I didnt expect this kind of help

you're welcome

Thank you so much

continue sir

its a pleasure to learn from u

now here, scan all you want, but you're not gonna find redundancies

the patterns don't really overlap

An example of a redundancy could have been 11x01 and 11x11

Which we could have simplified to 11xx1

hmmm

hiw can we simplify that the x is third in both cases

x means that this bit doesn't matter

If it's 0 it satisfies the first one

yeah I understand

If it's 1 it satisfies the second one

So we can just put an x instead of the fourth bit

since it doesn't change the result

ahhh okay

as for the rest of the pattern i just made up something

So if you scan you won't find redundancies

But if you really want to make sure there are none, you can do this : try to find a value that only one pattern satisfies

If you have a pattern which doesn't match a value that another pattern doesn't already match, then it's redundant

Since it adds no new values

why do we reorder it

For 11x01, 11001 satisfies no other pattern (but 11101 does satisfy x11xx)
For 0100x, either 01001 or 01000 don't satisfy anything else
For x11xx, 11111 satisfies nothing else
For 1x011, 11011 satisfies nothing else

for convenience, in my world A comes before B yknow

ahahaha makes sense

So now we have all our final, most general patterns

Which we can turn back to logical expressions

thats awesome

11x01 becomes AB!DE (C doesn't appear because it doesn't matter)

INSTRUCTION 1
According to the chat thread, what does an x mean in a pattern?

[Shape labeling rows]

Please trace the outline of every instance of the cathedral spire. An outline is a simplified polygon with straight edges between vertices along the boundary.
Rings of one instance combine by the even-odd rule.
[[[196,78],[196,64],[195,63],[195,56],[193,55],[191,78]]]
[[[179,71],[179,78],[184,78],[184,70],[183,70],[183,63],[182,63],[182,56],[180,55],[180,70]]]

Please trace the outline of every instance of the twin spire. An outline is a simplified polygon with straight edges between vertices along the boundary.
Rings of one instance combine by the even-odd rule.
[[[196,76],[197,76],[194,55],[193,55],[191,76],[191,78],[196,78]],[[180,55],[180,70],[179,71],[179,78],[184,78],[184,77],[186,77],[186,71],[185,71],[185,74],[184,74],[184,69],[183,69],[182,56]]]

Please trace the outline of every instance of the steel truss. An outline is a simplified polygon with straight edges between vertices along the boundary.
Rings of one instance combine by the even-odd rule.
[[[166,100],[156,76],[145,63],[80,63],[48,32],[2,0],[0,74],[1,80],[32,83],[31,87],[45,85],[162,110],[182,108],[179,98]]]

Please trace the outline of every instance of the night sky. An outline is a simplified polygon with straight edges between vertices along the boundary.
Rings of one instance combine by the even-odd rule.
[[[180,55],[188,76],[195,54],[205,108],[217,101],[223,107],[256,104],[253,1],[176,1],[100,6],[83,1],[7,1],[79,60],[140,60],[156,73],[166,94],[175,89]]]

INSTRUCTION 2
Reproduce the rows word for word, from the line containing "Please trace the outline of every instance of the steel" through the end of the rows.

WRITTEN REPLY 1
It means that the bit doesn't matter.

WRITTEN REPLY 2
Please trace the outline of every instance of the steel truss. An outline is a simplified polygon with straight edges between vertices along the boundary.
Rings of one instance combine by the even-odd rule.
[[[166,100],[156,76],[145,63],[80,63],[48,32],[2,0],[0,74],[1,80],[32,83],[31,87],[45,85],[162,110],[182,108],[179,98]]]

Please trace the outline of every instance of the night sky. An outline is a simplified polygon with straight edges between vertices along the boundary.
Rings of one instance combine by the even-odd rule.
[[[180,55],[188,76],[195,54],[205,108],[217,101],[223,107],[256,104],[253,1],[176,1],[100,6],[83,1],[7,1],[79,60],[140,60],[156,73],[166,94],[175,89]]]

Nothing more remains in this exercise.